> _Document source_:
══════════
Homélie du 05 juillet 2020

Textes :
Zacharie 3, 1-4
Ps 144 (145), 1-2, 8-9, 10-11, 13cd-14
Rm 8, 9.11-13
Mt 11, 25-30

 

Frères et Sœurs, avec moi vous l’avez bien entendu de la bouche du prophète Zacharie : le Messie, l’envoyé de Dieu, notre roi… vient pauvre et monté sur un âne !

Quelle leçon pour nous qui sommes si souvent enclins à imposer nos idées ou à suivre celui qui crie le plus fort !

Nous constatons que la violence gagne du terrain dans le monde et jusque dans les relations quotidiennes… Il suffit de regarder simplement dans notre pays, la violence qui s’est invitée dans chacune des manifestations au début de l’année entraînant destructions et réactions parfois brutales des forces de l’ordre dépassées par certains groupes extrémistes. Que dire aussi de la violence des propos qui circulent parfois sur internet à propos de tout et n’importe quoi… Il y a de quoi s’inquiéter.

Que dire alors de ce qui se passe ailleurs dans le monde est dont nous n’avons que des échos sporadiques ?

De nos jours, la violence s’étale sur tous les écrans qu’ils soient de télévision, d’ordinateur ou de jeux-vidéo… Faut-il s’étonner si elle resurgit ensuite dans des gestes incontrôlés chez de plus en plus de personnes (et pas seulement des jeunes !) désemparées et dégoûtées de ce que la vie leur propose… Quand en plus, elle devient l’occasion pour certains de crier que Dieu est grand tout en massacrant des victimes innocentes, nous sommes bien loin du Fils de Dieu pauvre et monté sur un âne qui vient briser l’arc de guerre et proclamer la paix aux Nations…

Jésus, doux et humble de cœur, vient, juché sur un âne… pour faire disparaître les chars de guerre et les chevaux de combat !

Un âne ça ne va pas vite, çà prend son temps ! Et quand, en plus, c’est chevauché par un roi de pauvreté, il n’y a pas trop de dégâts collatéraux à craindre !

Jésus, nous le croyons, c’est Dieu qui vient, en personne, ouvrir ou ré-ouvrir le chemin de la Vie. Il vient pour nous sauver !

Alors n’hésitons pas, dimanche après dimanche, à nous mettre à son école ! L’école de la paix et de la fraternité…

Pour aujourd’hui, je retiendrai trois enseignements :

Le 1er c’est : « Savoir se mettre à l’écoute de Dieu qui parle au cœur des pauvres.»
══════════
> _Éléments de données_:

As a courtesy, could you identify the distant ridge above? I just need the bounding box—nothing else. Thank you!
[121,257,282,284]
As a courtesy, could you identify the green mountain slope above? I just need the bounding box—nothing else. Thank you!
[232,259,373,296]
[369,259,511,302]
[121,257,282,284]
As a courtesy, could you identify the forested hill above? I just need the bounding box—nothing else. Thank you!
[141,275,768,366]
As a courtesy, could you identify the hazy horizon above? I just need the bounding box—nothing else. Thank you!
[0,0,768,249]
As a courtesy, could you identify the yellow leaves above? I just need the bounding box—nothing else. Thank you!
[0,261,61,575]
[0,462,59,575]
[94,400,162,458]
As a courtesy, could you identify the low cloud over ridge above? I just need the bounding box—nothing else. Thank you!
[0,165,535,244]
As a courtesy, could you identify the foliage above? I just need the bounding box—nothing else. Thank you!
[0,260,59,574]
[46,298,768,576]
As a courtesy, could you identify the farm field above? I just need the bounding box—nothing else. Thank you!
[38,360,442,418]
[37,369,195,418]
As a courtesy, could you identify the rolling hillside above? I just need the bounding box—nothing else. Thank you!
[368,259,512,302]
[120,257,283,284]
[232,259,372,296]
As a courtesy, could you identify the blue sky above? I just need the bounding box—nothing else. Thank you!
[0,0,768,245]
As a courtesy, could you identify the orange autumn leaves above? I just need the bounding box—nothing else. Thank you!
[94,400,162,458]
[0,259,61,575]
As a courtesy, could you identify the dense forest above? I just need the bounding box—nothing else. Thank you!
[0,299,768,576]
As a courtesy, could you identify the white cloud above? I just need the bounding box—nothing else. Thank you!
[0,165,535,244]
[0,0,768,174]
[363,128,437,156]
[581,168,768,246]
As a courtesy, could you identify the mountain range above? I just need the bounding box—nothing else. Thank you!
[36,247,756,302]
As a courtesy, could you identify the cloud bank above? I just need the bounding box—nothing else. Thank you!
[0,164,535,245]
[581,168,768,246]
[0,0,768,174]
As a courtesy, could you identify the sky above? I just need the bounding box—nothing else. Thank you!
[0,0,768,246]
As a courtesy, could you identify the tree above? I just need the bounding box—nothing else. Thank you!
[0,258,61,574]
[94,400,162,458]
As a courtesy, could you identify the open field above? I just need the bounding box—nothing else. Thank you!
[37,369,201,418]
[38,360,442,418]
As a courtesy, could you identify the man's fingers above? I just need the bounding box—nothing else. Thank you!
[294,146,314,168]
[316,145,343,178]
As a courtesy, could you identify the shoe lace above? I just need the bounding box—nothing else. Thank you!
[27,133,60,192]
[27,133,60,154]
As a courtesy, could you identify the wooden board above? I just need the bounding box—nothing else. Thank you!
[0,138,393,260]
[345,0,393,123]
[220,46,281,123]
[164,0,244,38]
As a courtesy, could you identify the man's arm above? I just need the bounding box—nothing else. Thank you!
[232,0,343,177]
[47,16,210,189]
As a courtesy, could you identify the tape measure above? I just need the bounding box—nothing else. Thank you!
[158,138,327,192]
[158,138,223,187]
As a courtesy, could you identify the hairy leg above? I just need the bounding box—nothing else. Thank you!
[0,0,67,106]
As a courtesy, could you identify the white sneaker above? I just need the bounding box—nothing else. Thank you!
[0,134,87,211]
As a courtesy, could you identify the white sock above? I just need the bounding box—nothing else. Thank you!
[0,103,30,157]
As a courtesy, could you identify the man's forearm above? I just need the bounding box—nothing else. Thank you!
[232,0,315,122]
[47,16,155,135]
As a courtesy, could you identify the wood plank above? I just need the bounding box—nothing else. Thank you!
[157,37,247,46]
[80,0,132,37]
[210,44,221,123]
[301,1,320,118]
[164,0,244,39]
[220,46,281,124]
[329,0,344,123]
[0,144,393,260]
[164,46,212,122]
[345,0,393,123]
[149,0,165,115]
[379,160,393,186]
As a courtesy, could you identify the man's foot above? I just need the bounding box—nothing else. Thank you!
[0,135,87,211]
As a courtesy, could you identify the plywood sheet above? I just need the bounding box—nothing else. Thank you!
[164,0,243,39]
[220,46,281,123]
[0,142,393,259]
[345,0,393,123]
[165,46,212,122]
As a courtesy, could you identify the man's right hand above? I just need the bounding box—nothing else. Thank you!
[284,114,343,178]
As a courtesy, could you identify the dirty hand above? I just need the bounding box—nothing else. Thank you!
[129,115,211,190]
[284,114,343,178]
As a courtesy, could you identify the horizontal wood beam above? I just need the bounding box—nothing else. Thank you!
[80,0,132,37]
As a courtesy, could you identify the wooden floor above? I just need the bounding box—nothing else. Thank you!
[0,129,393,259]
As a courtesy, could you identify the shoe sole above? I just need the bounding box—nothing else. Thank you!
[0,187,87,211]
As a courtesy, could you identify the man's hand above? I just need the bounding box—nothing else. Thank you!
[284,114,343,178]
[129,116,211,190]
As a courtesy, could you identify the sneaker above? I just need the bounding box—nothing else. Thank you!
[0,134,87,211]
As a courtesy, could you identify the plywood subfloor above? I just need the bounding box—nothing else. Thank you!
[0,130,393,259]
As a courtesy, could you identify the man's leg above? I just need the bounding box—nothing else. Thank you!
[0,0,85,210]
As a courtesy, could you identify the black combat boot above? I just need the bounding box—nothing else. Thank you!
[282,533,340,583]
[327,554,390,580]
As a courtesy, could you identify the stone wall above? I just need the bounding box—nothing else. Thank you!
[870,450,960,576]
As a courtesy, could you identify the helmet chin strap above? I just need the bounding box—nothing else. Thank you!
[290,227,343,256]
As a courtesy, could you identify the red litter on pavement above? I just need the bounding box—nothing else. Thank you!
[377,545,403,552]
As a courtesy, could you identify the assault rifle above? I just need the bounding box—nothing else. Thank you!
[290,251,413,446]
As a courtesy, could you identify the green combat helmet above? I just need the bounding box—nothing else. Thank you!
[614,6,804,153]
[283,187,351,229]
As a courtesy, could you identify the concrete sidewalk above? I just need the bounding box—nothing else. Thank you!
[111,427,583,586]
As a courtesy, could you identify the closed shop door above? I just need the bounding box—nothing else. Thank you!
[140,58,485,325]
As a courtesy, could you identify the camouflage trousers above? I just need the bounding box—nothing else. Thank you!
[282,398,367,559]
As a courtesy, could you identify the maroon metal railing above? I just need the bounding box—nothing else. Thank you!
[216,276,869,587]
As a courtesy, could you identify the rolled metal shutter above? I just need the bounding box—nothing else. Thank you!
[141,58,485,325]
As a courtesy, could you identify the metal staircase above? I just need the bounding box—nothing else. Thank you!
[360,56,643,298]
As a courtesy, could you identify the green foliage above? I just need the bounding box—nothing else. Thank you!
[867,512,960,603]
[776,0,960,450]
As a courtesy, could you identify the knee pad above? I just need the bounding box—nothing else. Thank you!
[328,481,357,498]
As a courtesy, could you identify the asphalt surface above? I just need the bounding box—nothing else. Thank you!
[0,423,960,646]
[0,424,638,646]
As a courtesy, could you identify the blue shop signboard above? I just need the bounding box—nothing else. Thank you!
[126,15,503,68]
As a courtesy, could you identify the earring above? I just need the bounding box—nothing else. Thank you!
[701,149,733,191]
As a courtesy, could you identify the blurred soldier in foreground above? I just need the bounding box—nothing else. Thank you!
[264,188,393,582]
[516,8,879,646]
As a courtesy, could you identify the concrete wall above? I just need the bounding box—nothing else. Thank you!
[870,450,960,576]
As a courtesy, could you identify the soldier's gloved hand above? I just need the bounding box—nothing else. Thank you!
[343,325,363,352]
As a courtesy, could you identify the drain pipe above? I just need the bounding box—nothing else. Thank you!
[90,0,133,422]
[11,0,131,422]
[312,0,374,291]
══════════
> _Énoncé du problème_:
Reprenez l'homélie sur le roi pauvre monté sur un âne et poursuivez-la à partir de sa dernière phrase. Vous n'avez pas besoin de la liste pour ce travail.

> _Résultat final_:
Jésus ne se laisse pas impressionner par les bavards et les prétendus savants qui n’avaient bien souvent que le souci d’étaler leur science, d’enfermer les foules dans un prêt à penser et, comme le font aujourd’hui de nombreux journalistes et commentateurs gonflés de leur propre médiocrité de chercher à piéger et à ridiculiser ceux qui osent faire entendre autre chose…

Jésus, en revanche rend grâce à Dieu devant la révélation faite aux tout-petits : “Père, Seigneur du Ciel et de la terre, je proclame ta louange ce que tu as caché aux sages et aux savants tu l’as révélé aux tout-petits.”

Je ne peux m’empêcher, à chaque fois que je lis ces versets de penser aux cinquante catéchistes de Tokombéré, communauté chrétienne du Nord-Cameroun que j’ai servie pendant 25 ans. Chaque samedi que Dieu fait, bravant le soleil et les cailloux de la montagne, faisant parfois 20 kms à pied, par 35° à l’ombre, ils viennent partager entre eux la Parole de Dieu qu’ils auront à annoncer dans leur communauté le lendemain… Le plus scolarisé d’entre eux n’a jamais dépassé le niveau 3ème. Un bon nombre ne sont jamais allés à l’école ! Ils me faisaient souvent penser à l’équipe de pécheurs qui suivaient Jésus, en réponse à son appel, sur les routes de Judée…

Il m’arrivait fréquemment, au cours de ces réunions auxquelles je participais aussi, de m’extasier quand la Parole de Dieu percutait le cœur de tel ou tel et nous revenait en écho par des expressions d’une limpidité et d’une justesse de vue que seul l’Esprit peut inspirer… Autant un cœur plein de superbe est imperméable à la rencontre, autant un cœur de pauvre est disponible au travail de l’Esprit !

Saurons-nous écouter Dieu qui parle à travers la voix des pauvres et des petits ou nous contenterons-nous du prêt à penser des médias aux mains des forts et des puissants?

La 2ème leçon que Jésus nous propose en ce dimanche concerne « le poids de nos vies et la manière de le porter ».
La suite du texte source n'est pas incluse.